(Data records)
........
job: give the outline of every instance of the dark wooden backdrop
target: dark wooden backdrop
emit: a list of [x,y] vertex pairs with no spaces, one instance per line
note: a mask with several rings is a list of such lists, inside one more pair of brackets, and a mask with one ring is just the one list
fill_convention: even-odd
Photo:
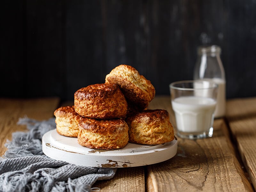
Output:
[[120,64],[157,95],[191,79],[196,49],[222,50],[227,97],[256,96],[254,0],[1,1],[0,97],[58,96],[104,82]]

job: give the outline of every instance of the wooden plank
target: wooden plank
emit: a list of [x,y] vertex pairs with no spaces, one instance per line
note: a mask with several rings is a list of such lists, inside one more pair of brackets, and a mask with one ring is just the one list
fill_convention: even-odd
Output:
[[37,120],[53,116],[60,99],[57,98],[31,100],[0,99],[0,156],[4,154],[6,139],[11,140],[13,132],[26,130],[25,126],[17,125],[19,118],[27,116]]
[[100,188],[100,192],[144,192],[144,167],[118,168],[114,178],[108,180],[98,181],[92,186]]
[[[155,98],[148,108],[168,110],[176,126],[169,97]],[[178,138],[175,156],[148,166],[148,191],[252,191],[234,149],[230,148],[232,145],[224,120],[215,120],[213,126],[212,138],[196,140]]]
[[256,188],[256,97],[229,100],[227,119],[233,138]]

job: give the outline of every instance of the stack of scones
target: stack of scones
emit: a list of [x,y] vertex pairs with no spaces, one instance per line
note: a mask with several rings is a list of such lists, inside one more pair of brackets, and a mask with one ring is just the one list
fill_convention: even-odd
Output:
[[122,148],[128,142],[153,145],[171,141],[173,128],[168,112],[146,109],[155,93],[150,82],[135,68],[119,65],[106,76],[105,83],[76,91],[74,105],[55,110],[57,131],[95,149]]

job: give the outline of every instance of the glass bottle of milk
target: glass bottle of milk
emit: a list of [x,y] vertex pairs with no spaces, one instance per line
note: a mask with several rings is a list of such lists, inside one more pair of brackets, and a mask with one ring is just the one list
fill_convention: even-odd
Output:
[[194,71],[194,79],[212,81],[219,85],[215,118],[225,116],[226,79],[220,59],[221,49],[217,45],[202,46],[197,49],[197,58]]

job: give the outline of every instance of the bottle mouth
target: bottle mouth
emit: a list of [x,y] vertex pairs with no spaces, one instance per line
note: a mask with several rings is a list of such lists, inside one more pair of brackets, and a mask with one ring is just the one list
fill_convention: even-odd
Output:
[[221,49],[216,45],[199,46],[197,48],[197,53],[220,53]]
........
TASK DESCRIPTION>
Swap every "vertex pairs" in the records above for "coordinate pairs" and write all the records out again with nothing else changed. Omit the pictures.

TASK RESULT>
job: give the outline of every instance of the dark wooden backdrop
target: dark wooden backdrop
emit: a list of [x,y] coordinate pairs with no spaces, one instance per line
note: a mask with several rings is a list of such lists, inside one more pair of brackets, and a mask with one ring is just the one list
fill_convention: even-odd
Photo:
Output:
[[120,64],[157,95],[191,79],[196,49],[222,50],[227,97],[256,96],[254,0],[1,1],[0,97],[58,96],[104,82]]

job: give the outline of every instance of the wooden plank
target: wooden plank
emit: a list of [x,y] coordinate pairs with no spaces, one instance per line
note: a mask with several rings is a list of such lists, inside one more pair of brackets, and a mask with one ring is just the one list
fill_convention: even-odd
Output:
[[37,120],[53,116],[60,99],[57,98],[31,100],[0,99],[0,156],[4,154],[6,139],[11,140],[13,132],[26,130],[25,126],[17,125],[19,118],[27,116]]
[[100,188],[100,192],[144,192],[144,167],[118,168],[114,178],[108,180],[98,181],[92,186]]
[[[155,98],[148,108],[168,110],[176,126],[169,97]],[[178,138],[175,156],[148,166],[148,191],[252,191],[234,149],[230,148],[232,145],[224,120],[215,120],[213,126],[212,138],[196,140]]]
[[256,188],[256,97],[229,100],[227,119],[233,138]]

job: give the outline of every instance of the stack of scones
target: stack of scones
emit: a list of [x,y] coordinate pairs with no spaces, one instance per line
note: a mask with several rings is a list of such lists, inside one more pair of brackets, and a mask with one ring is just the one list
fill_convention: even-odd
Output:
[[122,148],[128,142],[153,145],[171,141],[173,128],[168,112],[146,109],[155,93],[150,82],[135,68],[119,65],[106,76],[105,83],[76,91],[74,105],[55,110],[57,131],[95,149]]

job: give the outline of every instance of the glass bottle of milk
target: glass bottle of milk
emit: a list of [x,y] coordinate pairs with no spaces, one instance per line
note: a mask with several rings is a list of such lists, inside one more pair of brackets, and a mask with one ring is just the one list
fill_convention: even-odd
Output:
[[194,71],[194,79],[212,81],[219,85],[215,118],[225,116],[226,79],[220,59],[221,49],[217,45],[202,46],[197,49],[197,58]]

job: give the outline of every instance of the bottle mouth
target: bottle mouth
emit: a list of [x,y] coordinate pairs with no spaces, one instance per line
note: a mask with several rings is a list of such lists, inside one more pair of brackets, and a mask with one ring is just the one list
fill_convention: even-odd
Output:
[[221,49],[216,45],[199,46],[197,48],[197,53],[220,53]]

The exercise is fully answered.